(Point annotation dataset records)

-- START --

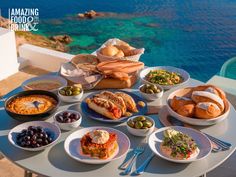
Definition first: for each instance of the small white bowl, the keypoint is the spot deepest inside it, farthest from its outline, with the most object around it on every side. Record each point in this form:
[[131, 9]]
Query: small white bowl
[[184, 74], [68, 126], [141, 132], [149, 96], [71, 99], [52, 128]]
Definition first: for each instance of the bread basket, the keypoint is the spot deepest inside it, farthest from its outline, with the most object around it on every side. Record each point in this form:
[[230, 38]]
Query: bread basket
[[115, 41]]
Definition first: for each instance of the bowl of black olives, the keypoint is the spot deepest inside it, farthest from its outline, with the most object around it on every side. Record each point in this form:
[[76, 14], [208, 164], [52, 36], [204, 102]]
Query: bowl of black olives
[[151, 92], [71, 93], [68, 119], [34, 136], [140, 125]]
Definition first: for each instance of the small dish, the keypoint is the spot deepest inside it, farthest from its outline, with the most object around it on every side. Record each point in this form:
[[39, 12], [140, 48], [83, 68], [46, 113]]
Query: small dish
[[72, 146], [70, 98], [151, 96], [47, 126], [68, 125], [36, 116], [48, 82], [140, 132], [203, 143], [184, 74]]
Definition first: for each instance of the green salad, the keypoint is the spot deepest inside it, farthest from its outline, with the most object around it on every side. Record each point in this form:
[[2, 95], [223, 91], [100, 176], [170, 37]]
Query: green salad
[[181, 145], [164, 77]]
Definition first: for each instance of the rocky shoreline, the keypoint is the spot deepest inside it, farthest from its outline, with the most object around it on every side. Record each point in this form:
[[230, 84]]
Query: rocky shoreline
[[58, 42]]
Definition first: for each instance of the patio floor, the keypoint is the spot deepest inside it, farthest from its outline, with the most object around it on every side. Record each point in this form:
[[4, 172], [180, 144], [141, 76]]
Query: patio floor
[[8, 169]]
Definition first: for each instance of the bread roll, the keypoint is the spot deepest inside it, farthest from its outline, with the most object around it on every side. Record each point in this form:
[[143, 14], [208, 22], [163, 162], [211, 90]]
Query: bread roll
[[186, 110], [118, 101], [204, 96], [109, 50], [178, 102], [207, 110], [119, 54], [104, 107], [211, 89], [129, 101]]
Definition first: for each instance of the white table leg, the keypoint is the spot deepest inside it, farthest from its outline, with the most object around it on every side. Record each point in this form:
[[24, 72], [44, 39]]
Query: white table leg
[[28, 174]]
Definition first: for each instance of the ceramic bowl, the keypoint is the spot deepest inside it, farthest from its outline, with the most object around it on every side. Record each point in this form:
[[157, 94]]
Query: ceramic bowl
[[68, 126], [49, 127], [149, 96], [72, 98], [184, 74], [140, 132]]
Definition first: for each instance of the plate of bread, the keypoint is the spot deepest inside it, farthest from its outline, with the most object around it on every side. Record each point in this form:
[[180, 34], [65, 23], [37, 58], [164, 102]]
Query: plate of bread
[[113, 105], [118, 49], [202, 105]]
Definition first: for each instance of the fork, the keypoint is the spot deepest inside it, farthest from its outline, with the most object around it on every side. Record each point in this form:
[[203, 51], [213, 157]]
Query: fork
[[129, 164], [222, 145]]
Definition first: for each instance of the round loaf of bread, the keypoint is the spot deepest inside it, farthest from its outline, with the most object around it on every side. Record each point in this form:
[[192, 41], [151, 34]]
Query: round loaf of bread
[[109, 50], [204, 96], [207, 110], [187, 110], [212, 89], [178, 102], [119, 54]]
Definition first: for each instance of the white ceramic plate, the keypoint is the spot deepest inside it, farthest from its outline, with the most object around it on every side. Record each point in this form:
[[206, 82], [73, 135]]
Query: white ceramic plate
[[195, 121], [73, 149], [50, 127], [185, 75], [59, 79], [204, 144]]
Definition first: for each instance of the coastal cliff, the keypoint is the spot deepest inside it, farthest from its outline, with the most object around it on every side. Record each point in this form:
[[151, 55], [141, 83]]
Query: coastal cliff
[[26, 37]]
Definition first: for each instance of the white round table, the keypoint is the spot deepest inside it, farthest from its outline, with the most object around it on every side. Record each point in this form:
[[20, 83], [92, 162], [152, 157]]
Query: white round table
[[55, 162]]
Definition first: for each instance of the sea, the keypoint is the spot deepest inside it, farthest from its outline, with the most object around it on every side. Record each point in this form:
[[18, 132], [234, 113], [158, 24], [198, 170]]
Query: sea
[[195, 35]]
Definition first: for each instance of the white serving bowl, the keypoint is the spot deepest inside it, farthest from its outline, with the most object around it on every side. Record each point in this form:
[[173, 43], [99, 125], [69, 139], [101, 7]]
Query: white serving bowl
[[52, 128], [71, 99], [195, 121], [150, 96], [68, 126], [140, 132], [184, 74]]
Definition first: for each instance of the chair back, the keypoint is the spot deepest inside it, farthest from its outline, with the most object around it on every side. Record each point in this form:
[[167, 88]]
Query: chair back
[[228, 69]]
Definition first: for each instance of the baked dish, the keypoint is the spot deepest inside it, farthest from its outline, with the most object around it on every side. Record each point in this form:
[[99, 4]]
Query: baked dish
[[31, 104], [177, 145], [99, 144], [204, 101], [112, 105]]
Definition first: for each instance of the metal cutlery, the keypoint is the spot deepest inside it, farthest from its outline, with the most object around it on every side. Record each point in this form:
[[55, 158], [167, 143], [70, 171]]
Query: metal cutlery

-- END --

Exercise — Please render every line of the material above as a Markdown table with two columns, "Row" for the row number and "Line" for the text of the line, leaving out blank lines and any pictures.

Full response —
| Row | Line |
|---|---|
| 1 | Definition first: for each instance of the small white bowl, the keypoint is the spot deepest inside it, farthest from its outline, with the most object around it on every side. Record each point in this form: |
| 2 | [[131, 9]] |
| 3 | Query: small white bowl |
| 4 | [[184, 74], [68, 126], [141, 132], [149, 96], [71, 99], [52, 128]] |
| 5 | Definition first: for each instance of the bread basket, the keypoint is the spot deepest inside it, farthest from its outline, with the most object around it on every side. Record each point in this form: |
| 6 | [[230, 38]] |
| 7 | Query: bread basket |
| 8 | [[115, 41]] |
| 9 | Definition first: for each instance of the bowl of black olives, the keypoint is the spot deepest inside it, farthest from its outline, with the most object around it on every side. Record each point in this form: |
| 10 | [[76, 14], [208, 164], [52, 36], [204, 102]] |
| 11 | Query: bowl of black olives |
| 12 | [[151, 92], [71, 93], [68, 119], [34, 136], [140, 125]] |
| 13 | Definition first: for each instance of the small dish, the keypoint is the spot deepest inside it, farthest from its outline, with the most object around it on every side. Record each point in this form: |
| 14 | [[39, 12], [140, 48], [83, 68], [46, 113]] |
| 15 | Query: small dish |
| 16 | [[72, 146], [70, 98], [151, 96], [47, 126], [68, 125], [36, 116], [48, 82], [140, 132], [203, 143], [184, 74]] |
| 17 | Definition first: for each instance of the green salad, the keypoint is the spot deepest inside it, farthest from its outline, with the most object around it on every side. Record each point in this form: |
| 18 | [[2, 95], [223, 91], [100, 176], [170, 37]] |
| 19 | Query: green salad |
| 20 | [[181, 145], [164, 77]] |
| 21 | Definition first: for each instance of the rocky shoreline, the keypoint is the spot deepest inside it, farthest from its outline, with the most object around it on every side. Record each point in this form: |
| 22 | [[230, 84]] |
| 23 | Query: rocky shoreline |
| 24 | [[58, 42]] |
| 25 | Definition first: for each instance of the patio floor, the keypoint is the spot deepest inside it, farthest from its outline, with the most object around it on every side. Record each point in this form: |
| 26 | [[4, 172], [180, 144], [141, 76]] |
| 27 | Query: patio floor |
| 28 | [[8, 169]] |
| 29 | Definition first: for each instance of the bread roll, the keypoint is the spot deepest inside it, farthest from its outline, with the most object around it on every side. Record each point in this form: |
| 30 | [[143, 14], [208, 22], [163, 162], [211, 90]] |
| 31 | Query: bread roll |
| 32 | [[186, 110], [118, 101], [204, 96], [109, 50], [178, 102], [207, 110], [119, 54], [104, 107], [211, 89], [129, 101]] |
| 33 | Definition first: for each instance of the white table leg, the keypoint is the spot deepest inside it, farthest from its outline, with the most object around it on every side. Record each point in this form: |
| 34 | [[24, 72], [44, 39]] |
| 35 | Query: white table leg |
| 36 | [[28, 174]] |
| 37 | Definition first: for each instance of the ceramic bowl, the keypoint is the spot deepest inside it, farthest from its outline, with the most object around it on every side. Record each point in this form: |
| 38 | [[157, 94]] |
| 39 | Query: ceramic bowl |
| 40 | [[68, 126], [49, 127], [149, 96], [72, 98], [184, 74], [140, 132]] |
| 41 | Definition first: for each instance of the plate of bread, the keypoint is the spot deepest inside it, farthest from its outline, with the most object around it on every side. Record each point in this form: |
| 42 | [[180, 34], [65, 23], [37, 58], [164, 102]] |
| 43 | Query: plate of bread |
| 44 | [[113, 105], [118, 49], [202, 105]] |
| 45 | Definition first: for each instance of the fork, the keypoint is the spot deepest inside it, farthest from its outline, with the most object around it on every side. Record each point in this form: |
| 46 | [[203, 51], [213, 157]] |
| 47 | Query: fork |
| 48 | [[129, 164], [222, 145]] |
| 49 | Definition first: for each instance of the round loaf of bread, the keypoint is the spot deepest inside it, farthest from its outline, with the most object around it on every side. Record each point in this form: |
| 50 | [[192, 41], [151, 34]] |
| 51 | Query: round loaf of bread |
| 52 | [[109, 50], [204, 96], [207, 110], [187, 110], [212, 89], [178, 102], [119, 54]] |
| 53 | Definition first: for each instance of the white ceramic plate, the keypoint is the spot deepest inside it, farthest from its outline, with the most object around it on every side. Record each point in this form: |
| 54 | [[206, 82], [73, 135]] |
| 55 | Query: white ceramic plate |
| 56 | [[195, 121], [73, 149], [50, 127], [185, 75], [59, 79], [204, 144]] |
| 57 | Definition first: for each instance of the coastal cliff, the keypoint is the spot deepest inside it, farthest from its outline, with the most object around it on every side. Record each point in this form: |
| 58 | [[151, 55], [141, 83]] |
| 59 | Query: coastal cliff |
| 60 | [[26, 37]] |
| 61 | Definition first: for each instance of the white round table, the keypoint is the spot deepest inside it, farthest from its outline, with the most object around it on every side. Record each point in this form: |
| 62 | [[20, 83], [92, 162], [152, 157]] |
| 63 | Query: white round table |
| 64 | [[55, 162]] |
| 65 | Definition first: for each instance of the sea, the keypoint is the spot deepest inside it, farthest from its outline, with the most object around it on every side. Record each point in this form: |
| 66 | [[18, 132], [234, 113], [158, 24], [198, 170]] |
| 67 | Query: sea |
| 68 | [[195, 35]] |
| 69 | Definition first: for each instance of the white serving bowl, the keypoint is the spot deepest inside it, farthest from its outline, with the most object around it on every side. Record each point in this form: |
| 70 | [[173, 43], [99, 125], [69, 139], [101, 7]] |
| 71 | Query: white serving bowl |
| 72 | [[52, 128], [71, 99], [195, 121], [150, 96], [68, 126], [140, 132], [184, 74]] |
| 73 | Definition first: for each instance of the chair back, the keypoint is the spot deepest inside it, farthest from its outline, with the most object around it on every side. Record each point in this form: |
| 74 | [[167, 88]] |
| 75 | Query: chair back |
| 76 | [[228, 69]] |
| 77 | Definition first: for each instance of the baked dish, the keypoint is the spot deepest inside it, farthest from its outline, with the most object around it on every side. Record each point in this form: |
| 78 | [[99, 4]] |
| 79 | Query: baked dish |
| 80 | [[31, 104], [177, 145], [99, 144], [204, 101], [112, 105]] |
| 81 | Definition first: for each instance of the metal cutlery, the keypoint is the spot deepest inside it, farthest from its outline, with the most object around it on every side. Record each point in this form: |
| 82 | [[55, 158], [167, 143], [70, 171]] |
| 83 | Query: metal cutlery |